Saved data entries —

>>>

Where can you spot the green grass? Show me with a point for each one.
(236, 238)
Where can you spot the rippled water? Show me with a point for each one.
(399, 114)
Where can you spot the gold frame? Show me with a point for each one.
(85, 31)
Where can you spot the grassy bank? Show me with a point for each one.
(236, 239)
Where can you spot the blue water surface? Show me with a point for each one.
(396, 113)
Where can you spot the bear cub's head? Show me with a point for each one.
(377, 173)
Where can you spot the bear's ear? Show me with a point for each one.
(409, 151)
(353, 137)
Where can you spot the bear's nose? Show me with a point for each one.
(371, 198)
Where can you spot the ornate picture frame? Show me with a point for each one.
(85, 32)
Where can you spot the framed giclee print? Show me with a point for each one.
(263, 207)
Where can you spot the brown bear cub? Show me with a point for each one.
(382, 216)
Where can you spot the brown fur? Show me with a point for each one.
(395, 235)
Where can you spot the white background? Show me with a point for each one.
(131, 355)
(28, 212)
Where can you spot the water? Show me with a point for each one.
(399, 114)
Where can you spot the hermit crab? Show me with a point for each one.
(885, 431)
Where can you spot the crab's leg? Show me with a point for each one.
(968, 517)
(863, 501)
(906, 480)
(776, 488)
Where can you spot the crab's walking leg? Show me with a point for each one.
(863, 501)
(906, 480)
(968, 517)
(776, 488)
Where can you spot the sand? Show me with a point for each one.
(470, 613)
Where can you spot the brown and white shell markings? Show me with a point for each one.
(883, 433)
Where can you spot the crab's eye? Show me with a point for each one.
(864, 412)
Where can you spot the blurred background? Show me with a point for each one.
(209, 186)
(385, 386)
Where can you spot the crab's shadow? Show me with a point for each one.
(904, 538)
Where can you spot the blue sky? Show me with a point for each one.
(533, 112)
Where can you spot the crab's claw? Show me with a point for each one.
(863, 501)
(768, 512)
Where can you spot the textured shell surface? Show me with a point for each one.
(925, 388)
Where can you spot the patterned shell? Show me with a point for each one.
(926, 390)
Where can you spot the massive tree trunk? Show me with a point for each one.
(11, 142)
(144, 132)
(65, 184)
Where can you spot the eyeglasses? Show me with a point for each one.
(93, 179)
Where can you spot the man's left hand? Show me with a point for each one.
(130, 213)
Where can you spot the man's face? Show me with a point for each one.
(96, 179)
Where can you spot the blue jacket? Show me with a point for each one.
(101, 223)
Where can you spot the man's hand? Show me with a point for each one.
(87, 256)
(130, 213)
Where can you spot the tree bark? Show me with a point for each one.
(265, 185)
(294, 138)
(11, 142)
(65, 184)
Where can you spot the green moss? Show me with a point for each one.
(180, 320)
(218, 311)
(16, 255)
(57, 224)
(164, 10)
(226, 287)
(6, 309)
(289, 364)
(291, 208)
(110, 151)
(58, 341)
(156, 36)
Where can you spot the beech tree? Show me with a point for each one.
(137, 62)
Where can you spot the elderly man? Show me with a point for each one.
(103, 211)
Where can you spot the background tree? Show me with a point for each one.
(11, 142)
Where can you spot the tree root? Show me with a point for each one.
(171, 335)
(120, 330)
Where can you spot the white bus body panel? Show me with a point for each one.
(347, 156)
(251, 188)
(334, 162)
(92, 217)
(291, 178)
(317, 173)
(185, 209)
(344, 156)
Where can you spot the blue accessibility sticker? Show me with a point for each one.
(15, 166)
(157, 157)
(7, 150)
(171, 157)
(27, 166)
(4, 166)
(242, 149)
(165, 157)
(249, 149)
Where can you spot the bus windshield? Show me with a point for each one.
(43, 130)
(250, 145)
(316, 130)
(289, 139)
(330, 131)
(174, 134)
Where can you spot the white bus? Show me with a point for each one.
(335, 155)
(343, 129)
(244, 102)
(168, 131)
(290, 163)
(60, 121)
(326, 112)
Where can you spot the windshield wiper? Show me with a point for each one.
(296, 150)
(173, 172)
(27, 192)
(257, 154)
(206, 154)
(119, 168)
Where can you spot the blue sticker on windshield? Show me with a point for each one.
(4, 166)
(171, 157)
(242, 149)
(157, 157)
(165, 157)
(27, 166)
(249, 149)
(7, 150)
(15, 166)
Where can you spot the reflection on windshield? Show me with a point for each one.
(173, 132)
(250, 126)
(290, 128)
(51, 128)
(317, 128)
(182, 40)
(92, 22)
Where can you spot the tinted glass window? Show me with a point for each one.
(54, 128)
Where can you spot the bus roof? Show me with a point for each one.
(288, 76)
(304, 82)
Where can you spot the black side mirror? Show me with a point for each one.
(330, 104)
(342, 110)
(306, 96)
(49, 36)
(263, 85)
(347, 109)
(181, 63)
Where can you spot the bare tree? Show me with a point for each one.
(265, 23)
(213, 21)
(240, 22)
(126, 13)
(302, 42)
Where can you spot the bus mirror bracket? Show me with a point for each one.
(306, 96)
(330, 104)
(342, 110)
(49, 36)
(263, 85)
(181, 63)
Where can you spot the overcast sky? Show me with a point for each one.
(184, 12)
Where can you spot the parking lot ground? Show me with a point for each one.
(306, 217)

<<<

Problem to work on — Extract, verbatim, the lines from the one containing "Where can you spot the windshield" through the last line of the listing above.

Answer to this task —
Where can you spot the windshield wiper? Show me with a point for each one.
(296, 150)
(173, 172)
(27, 192)
(257, 154)
(206, 154)
(119, 168)
Where can you spot the blue sticker on windshield? Show me with a point for each one.
(4, 166)
(171, 157)
(242, 149)
(157, 157)
(165, 157)
(27, 166)
(249, 149)
(7, 150)
(15, 166)
Where can you spot the reflection on windshield? Show me with a point for each one.
(173, 132)
(250, 126)
(290, 128)
(51, 128)
(317, 128)
(182, 40)
(92, 22)
Where can you spot the tinted glass window? Show me with a point for each one.
(54, 128)
Where can you spot the bus roof? Show me with a point for each one.
(288, 76)
(304, 82)
Where can you spot the black side mirror? Show me with a point for each one.
(330, 104)
(342, 110)
(306, 96)
(49, 36)
(263, 85)
(347, 109)
(181, 63)
Where can you spot the bare tree? Show me with a point for each one.
(265, 23)
(213, 21)
(240, 22)
(126, 13)
(302, 42)
Where can you spot the bus mirror bracket? Show me with a point for each one.
(306, 96)
(330, 104)
(342, 110)
(49, 36)
(263, 85)
(181, 63)
Where can you spot the overcast sky? Show me with a point for each one.
(184, 12)
Where can you spot the parking lot ground? Show me with a point for each one.
(306, 217)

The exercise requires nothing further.